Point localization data

┄┄┄┄┄┄┄┄┄┄┄┄┄┄┄┄┄┄┄┄

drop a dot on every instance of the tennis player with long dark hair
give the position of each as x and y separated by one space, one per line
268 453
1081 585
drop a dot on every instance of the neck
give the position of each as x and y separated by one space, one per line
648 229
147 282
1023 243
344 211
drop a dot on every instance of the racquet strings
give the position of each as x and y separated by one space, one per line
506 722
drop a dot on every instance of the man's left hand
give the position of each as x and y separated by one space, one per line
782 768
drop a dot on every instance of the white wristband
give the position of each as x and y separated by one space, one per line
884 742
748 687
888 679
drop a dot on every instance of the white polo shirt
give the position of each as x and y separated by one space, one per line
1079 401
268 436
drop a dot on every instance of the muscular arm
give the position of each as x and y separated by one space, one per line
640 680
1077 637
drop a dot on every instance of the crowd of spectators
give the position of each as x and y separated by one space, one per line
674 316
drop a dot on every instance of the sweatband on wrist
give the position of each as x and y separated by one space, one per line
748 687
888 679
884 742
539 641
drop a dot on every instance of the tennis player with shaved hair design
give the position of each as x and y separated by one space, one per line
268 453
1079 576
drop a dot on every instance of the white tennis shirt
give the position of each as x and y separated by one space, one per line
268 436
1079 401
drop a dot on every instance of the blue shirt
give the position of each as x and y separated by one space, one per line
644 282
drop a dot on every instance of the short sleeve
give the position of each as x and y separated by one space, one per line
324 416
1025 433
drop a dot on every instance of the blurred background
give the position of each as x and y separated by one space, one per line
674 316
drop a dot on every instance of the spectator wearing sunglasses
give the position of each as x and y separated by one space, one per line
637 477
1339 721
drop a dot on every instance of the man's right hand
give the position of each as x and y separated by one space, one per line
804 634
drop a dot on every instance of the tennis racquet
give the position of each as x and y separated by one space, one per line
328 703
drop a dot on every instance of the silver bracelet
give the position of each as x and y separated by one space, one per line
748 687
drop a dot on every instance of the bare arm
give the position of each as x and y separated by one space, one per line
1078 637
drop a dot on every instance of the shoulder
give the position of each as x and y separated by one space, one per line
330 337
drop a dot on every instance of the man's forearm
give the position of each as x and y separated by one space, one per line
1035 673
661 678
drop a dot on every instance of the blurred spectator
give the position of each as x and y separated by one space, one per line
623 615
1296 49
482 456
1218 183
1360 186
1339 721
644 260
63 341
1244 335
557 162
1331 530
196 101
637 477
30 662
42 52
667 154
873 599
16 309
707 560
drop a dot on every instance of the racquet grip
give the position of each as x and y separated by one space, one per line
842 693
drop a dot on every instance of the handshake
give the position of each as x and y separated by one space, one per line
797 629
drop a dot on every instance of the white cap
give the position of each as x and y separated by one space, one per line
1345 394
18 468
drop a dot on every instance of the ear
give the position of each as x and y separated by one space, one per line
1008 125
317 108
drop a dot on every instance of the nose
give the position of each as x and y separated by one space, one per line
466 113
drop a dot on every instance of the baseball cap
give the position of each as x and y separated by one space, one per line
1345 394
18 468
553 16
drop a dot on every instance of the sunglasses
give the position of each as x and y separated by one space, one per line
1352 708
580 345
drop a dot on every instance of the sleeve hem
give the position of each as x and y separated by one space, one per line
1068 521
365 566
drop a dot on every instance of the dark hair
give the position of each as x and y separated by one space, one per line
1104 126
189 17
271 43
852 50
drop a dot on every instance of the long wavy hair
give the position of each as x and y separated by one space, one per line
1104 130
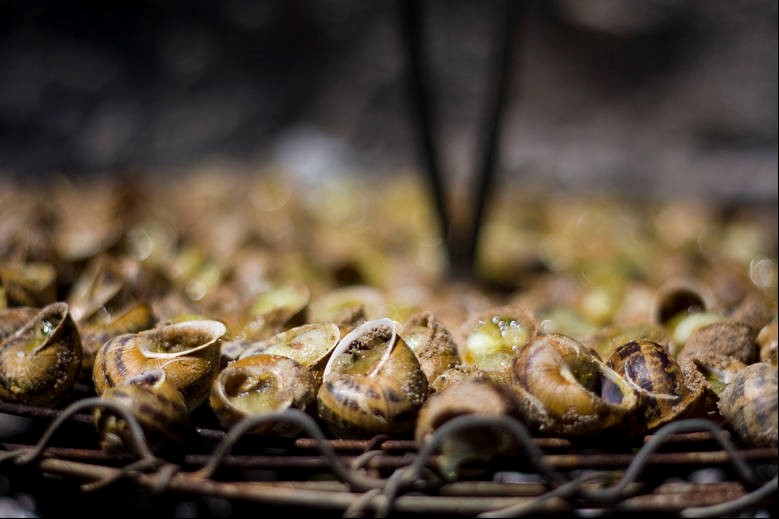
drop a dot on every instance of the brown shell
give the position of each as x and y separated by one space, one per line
609 338
157 405
492 338
309 344
729 338
657 378
275 309
749 405
188 352
483 397
134 318
40 362
432 342
372 384
260 384
565 389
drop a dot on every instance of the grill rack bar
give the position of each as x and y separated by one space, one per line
384 475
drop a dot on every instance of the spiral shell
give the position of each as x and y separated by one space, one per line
39 363
372 384
309 344
188 352
483 397
157 405
134 318
492 338
726 337
347 306
432 342
565 389
260 384
657 378
749 405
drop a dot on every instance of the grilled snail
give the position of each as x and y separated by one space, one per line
188 352
492 338
157 405
275 309
40 362
725 337
309 344
749 405
260 384
372 384
565 389
482 444
767 340
347 306
658 380
135 318
432 342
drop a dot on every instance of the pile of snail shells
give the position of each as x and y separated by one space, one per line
239 319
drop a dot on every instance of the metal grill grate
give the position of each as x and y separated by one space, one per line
689 468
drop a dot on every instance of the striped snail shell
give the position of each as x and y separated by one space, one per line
565 389
40 362
188 352
749 405
260 384
134 318
372 384
657 378
157 405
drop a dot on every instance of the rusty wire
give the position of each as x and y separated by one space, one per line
361 494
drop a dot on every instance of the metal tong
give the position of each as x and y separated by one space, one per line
461 242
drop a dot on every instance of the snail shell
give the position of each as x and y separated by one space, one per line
657 378
680 296
729 338
432 342
492 338
767 340
261 384
372 384
188 352
40 362
310 345
611 337
565 389
469 397
275 309
11 319
134 318
157 405
347 306
749 405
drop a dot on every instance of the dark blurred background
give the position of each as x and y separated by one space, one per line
650 97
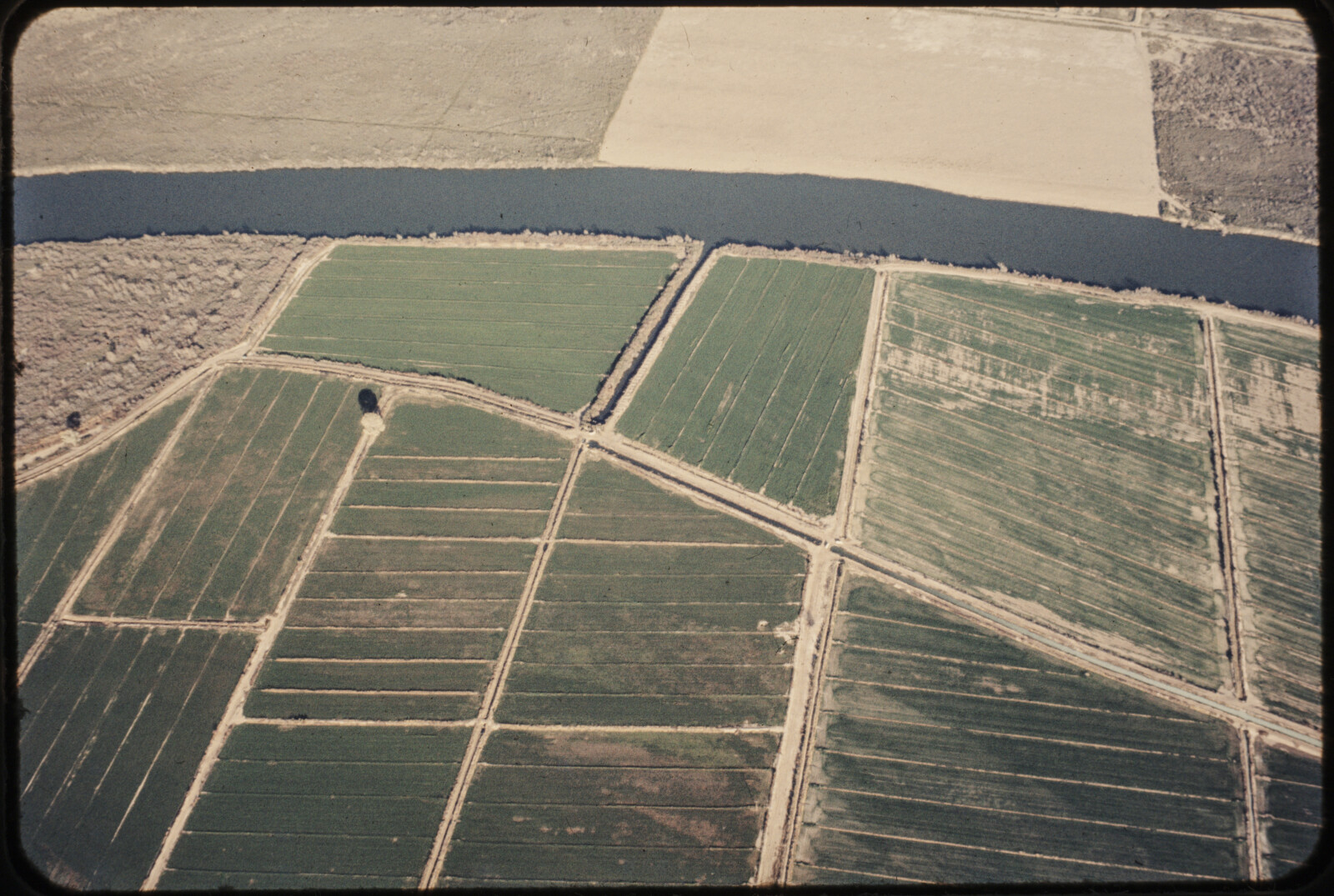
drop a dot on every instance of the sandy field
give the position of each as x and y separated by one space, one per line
994 107
233 89
100 326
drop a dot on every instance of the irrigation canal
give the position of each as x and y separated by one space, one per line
782 211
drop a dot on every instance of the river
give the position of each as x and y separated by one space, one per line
875 218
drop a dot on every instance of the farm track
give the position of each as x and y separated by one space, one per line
1233 618
235 706
486 715
820 536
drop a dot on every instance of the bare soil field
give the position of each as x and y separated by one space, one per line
940 99
237 89
99 326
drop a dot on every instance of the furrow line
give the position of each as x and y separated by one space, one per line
110 536
486 713
235 706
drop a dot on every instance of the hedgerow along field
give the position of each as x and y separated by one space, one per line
233 507
326 807
757 379
59 519
654 609
1271 411
117 720
949 753
1051 453
537 324
407 604
582 807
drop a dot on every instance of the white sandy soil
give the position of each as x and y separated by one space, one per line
984 106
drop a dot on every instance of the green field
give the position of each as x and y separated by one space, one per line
947 753
1291 815
613 808
389 626
115 723
1051 453
537 324
655 611
1273 423
231 509
319 807
757 379
60 518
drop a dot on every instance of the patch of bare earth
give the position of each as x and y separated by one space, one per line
98 327
1237 135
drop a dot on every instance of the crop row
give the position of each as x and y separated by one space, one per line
662 613
59 519
1291 813
534 324
117 722
1051 453
757 379
602 807
1273 424
233 504
324 807
947 753
394 627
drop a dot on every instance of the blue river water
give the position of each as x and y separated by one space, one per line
782 211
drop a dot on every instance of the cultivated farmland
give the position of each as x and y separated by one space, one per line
404 611
1051 453
1291 815
235 502
578 807
318 806
655 611
117 722
1271 424
537 324
947 753
60 518
758 376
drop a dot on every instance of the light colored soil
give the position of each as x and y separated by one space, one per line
940 99
98 326
227 89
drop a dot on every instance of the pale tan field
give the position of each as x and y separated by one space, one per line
991 107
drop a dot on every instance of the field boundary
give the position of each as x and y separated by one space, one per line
860 420
667 324
647 333
474 396
791 767
1222 508
371 428
108 538
1251 819
486 713
1085 655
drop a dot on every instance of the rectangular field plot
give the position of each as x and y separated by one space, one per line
757 379
1051 453
1271 419
319 807
409 602
237 500
117 722
951 755
658 611
1291 813
537 324
613 808
60 518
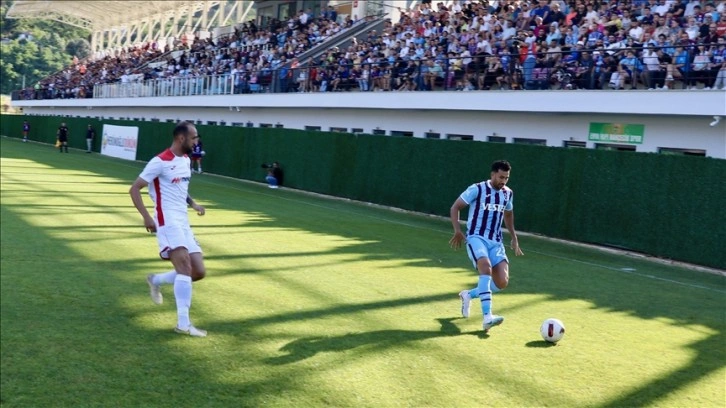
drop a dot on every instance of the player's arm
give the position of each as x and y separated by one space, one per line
135 193
193 204
458 237
509 222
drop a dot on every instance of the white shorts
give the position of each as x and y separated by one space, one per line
171 237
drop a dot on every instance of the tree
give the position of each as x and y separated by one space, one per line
49 51
79 47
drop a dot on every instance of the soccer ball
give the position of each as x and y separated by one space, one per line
552 330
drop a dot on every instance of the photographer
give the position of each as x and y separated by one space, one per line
275 176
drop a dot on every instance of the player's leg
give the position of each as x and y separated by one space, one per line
183 291
479 254
176 243
468 294
198 269
155 280
500 270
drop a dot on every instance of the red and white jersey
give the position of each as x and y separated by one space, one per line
168 176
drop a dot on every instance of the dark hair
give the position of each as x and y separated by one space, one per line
182 128
501 165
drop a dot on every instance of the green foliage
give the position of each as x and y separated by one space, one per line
79 47
48 51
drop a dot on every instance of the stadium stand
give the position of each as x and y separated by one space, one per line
457 45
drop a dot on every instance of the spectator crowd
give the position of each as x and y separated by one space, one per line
456 45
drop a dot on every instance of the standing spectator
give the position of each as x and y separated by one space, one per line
90 135
26 130
197 154
62 136
719 65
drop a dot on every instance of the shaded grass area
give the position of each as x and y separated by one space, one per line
313 302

┄┄┄┄┄┄┄┄┄┄┄┄┄┄┄┄┄┄┄┄

EXERCISE PROMPT
What the answer needs is every line from the data above with "hair" in it.

ANSWER TO THE PROBLEM
drop a dot on every instance of the tennis player with long dark hair
drop a dot on every instance of the tennis player with shaved hair design
drop a dot on every instance of the dark hair
drop a dot on every instance of the long wavy hair
drop a dot on every instance of the dark hair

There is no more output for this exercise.